→ **Required work**: Where does the string "identify" appear in the records? Copy every line that contains it.

Data extracted from a collection
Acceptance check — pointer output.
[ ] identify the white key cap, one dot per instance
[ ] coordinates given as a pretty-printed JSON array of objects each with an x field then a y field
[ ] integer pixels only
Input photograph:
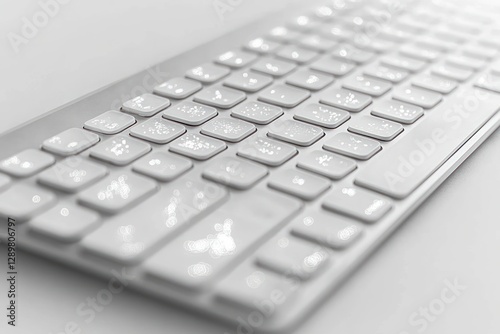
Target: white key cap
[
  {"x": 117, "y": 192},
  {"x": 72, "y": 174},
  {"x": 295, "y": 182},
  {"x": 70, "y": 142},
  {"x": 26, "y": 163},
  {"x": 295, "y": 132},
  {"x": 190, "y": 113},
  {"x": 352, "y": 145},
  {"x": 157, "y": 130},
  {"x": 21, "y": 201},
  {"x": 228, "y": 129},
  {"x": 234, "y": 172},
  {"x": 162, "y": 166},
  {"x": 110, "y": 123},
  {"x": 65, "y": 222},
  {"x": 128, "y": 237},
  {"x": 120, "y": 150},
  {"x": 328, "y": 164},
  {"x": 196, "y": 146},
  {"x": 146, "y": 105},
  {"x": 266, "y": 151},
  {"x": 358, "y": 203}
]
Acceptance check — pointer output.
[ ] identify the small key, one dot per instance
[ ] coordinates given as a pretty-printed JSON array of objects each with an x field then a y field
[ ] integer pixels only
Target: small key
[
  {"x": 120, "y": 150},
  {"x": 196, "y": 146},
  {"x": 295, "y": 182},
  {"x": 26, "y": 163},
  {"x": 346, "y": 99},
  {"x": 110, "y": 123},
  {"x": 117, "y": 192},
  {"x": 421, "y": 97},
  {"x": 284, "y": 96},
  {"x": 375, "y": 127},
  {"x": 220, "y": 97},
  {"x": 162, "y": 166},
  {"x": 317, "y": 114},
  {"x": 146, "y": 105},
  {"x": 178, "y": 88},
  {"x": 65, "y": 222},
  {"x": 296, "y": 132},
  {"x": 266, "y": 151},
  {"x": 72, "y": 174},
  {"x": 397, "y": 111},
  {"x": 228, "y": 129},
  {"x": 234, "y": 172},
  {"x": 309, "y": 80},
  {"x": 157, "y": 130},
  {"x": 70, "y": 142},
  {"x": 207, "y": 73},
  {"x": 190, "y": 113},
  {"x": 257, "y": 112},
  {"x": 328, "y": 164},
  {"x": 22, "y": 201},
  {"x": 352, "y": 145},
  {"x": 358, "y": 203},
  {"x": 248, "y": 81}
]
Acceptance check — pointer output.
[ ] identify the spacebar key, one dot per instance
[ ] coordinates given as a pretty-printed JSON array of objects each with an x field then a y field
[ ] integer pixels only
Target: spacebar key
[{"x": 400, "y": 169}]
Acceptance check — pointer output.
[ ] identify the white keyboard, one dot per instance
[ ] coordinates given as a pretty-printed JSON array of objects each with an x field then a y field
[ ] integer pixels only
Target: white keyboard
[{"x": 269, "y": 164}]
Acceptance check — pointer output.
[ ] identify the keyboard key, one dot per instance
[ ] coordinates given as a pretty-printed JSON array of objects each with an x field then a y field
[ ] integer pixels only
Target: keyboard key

...

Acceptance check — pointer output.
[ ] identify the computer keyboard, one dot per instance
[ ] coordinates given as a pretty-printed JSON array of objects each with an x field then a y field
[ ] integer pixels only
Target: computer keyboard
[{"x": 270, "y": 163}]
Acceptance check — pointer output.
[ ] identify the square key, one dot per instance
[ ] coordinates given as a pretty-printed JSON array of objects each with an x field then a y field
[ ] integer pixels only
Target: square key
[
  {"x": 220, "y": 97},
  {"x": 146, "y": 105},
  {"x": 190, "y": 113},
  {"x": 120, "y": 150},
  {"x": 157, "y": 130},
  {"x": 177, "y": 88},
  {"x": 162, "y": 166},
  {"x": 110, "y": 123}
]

→ **Result**:
[ ] identify the white key cap, one dot per instance
[ ] identify the small key, one dot per instance
[ ] identify the spacebar key, one dot per instance
[ ] identify the white keyboard, one dot per instance
[ ] identify the keyboard key, one dot per instance
[ ] identify the computer keyboard, one dot per instance
[ ] identify the square key, one dot per instance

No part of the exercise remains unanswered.